* BEGIN *

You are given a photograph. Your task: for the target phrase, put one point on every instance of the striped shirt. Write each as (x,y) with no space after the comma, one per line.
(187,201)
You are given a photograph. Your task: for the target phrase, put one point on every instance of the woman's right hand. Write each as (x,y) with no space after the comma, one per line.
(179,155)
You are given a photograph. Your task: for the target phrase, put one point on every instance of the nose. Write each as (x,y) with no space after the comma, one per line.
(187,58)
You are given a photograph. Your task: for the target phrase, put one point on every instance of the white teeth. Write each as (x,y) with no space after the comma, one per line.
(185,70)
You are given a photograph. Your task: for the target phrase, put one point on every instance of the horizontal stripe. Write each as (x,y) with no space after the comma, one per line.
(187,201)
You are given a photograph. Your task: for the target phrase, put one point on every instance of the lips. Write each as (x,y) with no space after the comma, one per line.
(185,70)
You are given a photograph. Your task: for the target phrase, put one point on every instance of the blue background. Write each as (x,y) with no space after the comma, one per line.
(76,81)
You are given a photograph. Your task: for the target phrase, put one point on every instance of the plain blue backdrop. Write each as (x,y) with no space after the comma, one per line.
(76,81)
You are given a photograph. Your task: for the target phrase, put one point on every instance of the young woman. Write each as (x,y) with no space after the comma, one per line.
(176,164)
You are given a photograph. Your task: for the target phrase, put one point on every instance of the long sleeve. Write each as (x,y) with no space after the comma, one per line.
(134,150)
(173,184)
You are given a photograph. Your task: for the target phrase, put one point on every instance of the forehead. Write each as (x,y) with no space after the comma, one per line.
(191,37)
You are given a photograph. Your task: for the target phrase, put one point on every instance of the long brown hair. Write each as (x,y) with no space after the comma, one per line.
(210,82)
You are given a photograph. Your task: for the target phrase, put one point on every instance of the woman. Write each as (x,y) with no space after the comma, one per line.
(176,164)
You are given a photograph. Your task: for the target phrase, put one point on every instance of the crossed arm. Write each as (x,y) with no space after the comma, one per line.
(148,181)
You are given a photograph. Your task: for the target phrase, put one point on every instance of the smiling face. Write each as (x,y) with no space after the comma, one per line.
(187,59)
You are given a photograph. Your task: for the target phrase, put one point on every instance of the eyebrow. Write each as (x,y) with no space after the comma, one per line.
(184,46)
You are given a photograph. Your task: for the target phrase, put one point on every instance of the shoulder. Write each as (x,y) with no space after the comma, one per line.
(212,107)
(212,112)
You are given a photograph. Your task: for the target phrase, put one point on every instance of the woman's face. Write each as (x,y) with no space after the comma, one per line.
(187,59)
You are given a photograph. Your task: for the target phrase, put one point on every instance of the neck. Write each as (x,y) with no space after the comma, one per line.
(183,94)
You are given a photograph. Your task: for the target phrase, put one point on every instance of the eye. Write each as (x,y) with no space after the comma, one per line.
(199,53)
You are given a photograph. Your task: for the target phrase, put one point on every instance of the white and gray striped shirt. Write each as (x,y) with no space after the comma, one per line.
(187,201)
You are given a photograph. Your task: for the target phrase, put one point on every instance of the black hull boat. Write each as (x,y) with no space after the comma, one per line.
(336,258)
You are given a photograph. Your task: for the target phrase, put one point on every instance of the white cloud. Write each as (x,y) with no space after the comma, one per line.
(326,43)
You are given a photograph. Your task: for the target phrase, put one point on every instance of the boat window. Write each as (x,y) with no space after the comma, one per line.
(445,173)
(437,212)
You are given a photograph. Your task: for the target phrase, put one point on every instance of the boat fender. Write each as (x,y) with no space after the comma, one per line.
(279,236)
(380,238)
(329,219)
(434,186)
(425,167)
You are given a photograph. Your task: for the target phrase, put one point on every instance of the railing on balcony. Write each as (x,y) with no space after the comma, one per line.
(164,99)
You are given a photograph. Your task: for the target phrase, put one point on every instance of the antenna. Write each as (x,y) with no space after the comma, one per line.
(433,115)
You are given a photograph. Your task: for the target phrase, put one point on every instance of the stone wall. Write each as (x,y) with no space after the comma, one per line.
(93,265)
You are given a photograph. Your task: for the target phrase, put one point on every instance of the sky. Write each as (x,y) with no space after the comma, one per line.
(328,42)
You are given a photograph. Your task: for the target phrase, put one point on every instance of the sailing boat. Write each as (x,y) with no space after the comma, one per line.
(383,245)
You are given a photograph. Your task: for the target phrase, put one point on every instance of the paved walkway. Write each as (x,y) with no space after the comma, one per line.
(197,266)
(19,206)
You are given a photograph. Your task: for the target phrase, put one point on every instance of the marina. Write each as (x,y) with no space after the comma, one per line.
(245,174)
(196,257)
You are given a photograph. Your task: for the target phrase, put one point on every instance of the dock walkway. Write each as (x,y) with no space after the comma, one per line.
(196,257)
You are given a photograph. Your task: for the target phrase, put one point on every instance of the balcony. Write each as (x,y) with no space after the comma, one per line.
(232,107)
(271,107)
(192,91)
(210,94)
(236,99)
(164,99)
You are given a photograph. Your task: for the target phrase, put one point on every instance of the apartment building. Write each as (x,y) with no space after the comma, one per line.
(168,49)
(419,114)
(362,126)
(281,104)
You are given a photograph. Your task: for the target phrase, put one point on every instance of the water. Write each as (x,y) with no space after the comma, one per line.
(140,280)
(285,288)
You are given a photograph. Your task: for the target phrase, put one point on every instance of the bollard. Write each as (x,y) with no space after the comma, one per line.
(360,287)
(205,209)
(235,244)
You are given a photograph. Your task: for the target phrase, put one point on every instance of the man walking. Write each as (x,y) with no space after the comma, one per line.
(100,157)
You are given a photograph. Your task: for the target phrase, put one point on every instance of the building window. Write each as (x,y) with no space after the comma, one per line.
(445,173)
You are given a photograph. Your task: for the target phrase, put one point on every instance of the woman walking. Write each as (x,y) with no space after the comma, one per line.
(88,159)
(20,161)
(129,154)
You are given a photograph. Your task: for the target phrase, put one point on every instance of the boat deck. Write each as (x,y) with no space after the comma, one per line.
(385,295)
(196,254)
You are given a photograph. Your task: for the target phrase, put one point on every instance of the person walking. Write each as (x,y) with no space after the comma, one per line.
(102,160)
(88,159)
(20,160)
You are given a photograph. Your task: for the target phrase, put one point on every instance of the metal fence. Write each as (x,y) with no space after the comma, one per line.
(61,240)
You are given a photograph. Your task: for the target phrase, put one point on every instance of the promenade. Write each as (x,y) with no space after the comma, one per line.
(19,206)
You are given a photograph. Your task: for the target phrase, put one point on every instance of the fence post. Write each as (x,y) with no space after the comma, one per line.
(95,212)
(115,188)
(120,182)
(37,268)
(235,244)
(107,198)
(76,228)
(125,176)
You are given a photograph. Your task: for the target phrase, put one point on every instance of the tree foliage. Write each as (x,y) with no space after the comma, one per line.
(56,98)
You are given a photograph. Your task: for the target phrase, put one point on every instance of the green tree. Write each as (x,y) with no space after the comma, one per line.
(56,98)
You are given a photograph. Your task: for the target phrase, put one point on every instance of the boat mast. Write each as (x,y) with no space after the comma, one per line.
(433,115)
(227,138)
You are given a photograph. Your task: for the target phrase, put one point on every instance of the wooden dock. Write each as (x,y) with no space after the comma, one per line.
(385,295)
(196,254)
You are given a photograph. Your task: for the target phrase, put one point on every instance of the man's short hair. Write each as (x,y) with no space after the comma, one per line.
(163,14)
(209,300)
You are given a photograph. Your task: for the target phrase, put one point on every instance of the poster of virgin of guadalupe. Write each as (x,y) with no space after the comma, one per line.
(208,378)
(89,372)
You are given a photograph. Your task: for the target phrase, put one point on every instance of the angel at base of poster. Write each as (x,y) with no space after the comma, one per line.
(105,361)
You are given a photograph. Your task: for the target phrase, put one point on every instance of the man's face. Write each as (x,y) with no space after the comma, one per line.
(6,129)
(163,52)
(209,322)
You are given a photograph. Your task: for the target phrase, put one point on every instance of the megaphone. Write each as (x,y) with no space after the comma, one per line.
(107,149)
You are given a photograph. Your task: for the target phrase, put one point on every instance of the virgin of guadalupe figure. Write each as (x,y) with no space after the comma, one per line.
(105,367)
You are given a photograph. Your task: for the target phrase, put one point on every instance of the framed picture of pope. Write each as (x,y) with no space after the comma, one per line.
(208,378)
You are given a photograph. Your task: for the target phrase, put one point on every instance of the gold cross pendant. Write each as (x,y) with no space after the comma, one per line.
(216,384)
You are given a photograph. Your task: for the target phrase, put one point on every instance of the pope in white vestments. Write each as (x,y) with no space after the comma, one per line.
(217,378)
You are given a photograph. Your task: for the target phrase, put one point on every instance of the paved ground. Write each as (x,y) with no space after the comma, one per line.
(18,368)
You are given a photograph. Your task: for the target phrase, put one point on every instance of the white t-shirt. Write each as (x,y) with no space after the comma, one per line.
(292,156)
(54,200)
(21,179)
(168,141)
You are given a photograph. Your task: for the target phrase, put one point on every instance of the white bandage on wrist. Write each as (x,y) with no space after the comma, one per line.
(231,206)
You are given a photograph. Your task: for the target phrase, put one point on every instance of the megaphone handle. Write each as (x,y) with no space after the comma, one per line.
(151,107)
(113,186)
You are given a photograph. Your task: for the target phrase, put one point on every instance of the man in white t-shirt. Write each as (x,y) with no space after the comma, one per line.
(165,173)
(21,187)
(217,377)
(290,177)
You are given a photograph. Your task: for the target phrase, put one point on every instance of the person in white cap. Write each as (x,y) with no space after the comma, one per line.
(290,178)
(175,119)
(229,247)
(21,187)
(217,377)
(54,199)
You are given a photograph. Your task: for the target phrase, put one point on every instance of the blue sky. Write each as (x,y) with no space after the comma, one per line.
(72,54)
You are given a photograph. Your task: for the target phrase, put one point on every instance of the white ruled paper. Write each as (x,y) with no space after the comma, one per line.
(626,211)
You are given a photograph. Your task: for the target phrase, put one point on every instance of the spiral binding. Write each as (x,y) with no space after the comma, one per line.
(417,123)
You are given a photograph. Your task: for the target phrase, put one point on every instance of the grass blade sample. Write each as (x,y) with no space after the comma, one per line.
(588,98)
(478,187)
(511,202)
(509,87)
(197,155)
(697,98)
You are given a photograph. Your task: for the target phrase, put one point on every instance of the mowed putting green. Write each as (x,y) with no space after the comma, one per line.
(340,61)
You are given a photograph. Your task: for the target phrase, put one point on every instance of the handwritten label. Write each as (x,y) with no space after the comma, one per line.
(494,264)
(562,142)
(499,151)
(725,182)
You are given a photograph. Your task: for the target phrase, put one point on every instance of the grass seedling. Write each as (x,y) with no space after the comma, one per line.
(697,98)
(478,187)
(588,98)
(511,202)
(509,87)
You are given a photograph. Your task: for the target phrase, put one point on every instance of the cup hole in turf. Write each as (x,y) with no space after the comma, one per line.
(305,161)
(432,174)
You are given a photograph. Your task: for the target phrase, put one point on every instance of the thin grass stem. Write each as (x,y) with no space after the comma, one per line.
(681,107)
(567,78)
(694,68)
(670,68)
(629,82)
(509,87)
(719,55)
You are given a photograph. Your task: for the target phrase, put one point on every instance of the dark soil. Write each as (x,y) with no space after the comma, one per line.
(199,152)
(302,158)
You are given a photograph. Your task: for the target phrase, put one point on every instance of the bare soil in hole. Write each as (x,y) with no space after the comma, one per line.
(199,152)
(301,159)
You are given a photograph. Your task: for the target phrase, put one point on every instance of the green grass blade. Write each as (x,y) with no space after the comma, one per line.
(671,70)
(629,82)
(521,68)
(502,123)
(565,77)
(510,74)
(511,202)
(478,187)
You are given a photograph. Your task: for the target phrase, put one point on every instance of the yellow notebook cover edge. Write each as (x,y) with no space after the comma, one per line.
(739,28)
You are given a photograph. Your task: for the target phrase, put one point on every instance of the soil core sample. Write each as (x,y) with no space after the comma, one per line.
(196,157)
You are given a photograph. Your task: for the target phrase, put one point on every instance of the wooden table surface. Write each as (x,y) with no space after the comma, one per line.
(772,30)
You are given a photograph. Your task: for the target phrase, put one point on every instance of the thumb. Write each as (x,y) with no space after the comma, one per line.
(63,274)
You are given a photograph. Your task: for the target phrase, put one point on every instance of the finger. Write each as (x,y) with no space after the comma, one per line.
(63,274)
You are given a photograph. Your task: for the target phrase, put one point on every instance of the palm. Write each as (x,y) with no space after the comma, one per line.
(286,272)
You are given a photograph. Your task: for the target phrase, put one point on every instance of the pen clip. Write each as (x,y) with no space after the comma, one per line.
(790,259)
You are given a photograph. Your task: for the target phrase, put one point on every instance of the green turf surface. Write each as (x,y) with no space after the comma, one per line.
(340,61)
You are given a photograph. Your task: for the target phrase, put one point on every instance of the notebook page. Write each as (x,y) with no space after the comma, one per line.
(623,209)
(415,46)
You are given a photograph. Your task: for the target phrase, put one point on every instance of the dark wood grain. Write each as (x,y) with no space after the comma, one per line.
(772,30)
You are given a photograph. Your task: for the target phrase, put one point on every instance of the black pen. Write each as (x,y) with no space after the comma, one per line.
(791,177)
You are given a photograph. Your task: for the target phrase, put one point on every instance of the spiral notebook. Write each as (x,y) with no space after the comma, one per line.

* END *

§ TASK OBJECTIVE: Extract every line from the one containing "of the soil" to the end of the entries, including both of those lines, exactly as given and with nothing added.

§ FINISHED EXERCISE:
You are given a photograph. Your task: for the target phrase, put one point on every instance of the soil core sample. Write each as (x,y) with no space after the comma, one per line.
(196,157)
You are given a photograph. Your task: for the target phrase, put one point on every instance of the wooden table surface. Write each as (x,y) with no space after the comma, one per line.
(772,30)
You are given a photograph. Your task: for the target phrase, put one point on every instance of the thumb. Write each as (x,y) with no space after the comma, one per line.
(63,274)
You are given a photograph. Your task: for the target phrase, put one point on every instance of the finger. Write each as (x,y) with no space after the comma, one per line.
(63,274)
You are given a photograph. Your task: for the target phrase, put one point on every instance of the palm. Write each as (x,y) with no space after the comma, one per line.
(286,272)
You are given a photograph. Your task: for the target phrase, put one point on every instance of the pen clip. Write each as (x,y) with no space after the comma, one per line.
(790,259)
You are given a photograph. Your task: for the target phrase, put one point on every instance of the green turf surface. Write each as (x,y) with no space after the comma, one per line.
(340,61)
You are given a photograph. Your task: for the target phrase, put one point on every instance of the notebook page. Write each as (x,y) with no space after the comma, one per line.
(623,209)
(415,46)
You are given a photograph. Your task: for the target phrase, put one point on every instance of the dark wood grain. Write each as (x,y) with no space after the comma, one per line.
(772,30)
You are given a photograph. Your task: for the target phrase, put one point on every instance of the black pen. Write each as (x,y) with no space after the comma, one per line.
(791,177)
You are given a photograph. Your task: for the target phrase, put one point on every instance of the spiral notebook. Write each as (x,y) with no space after the comma, one per line.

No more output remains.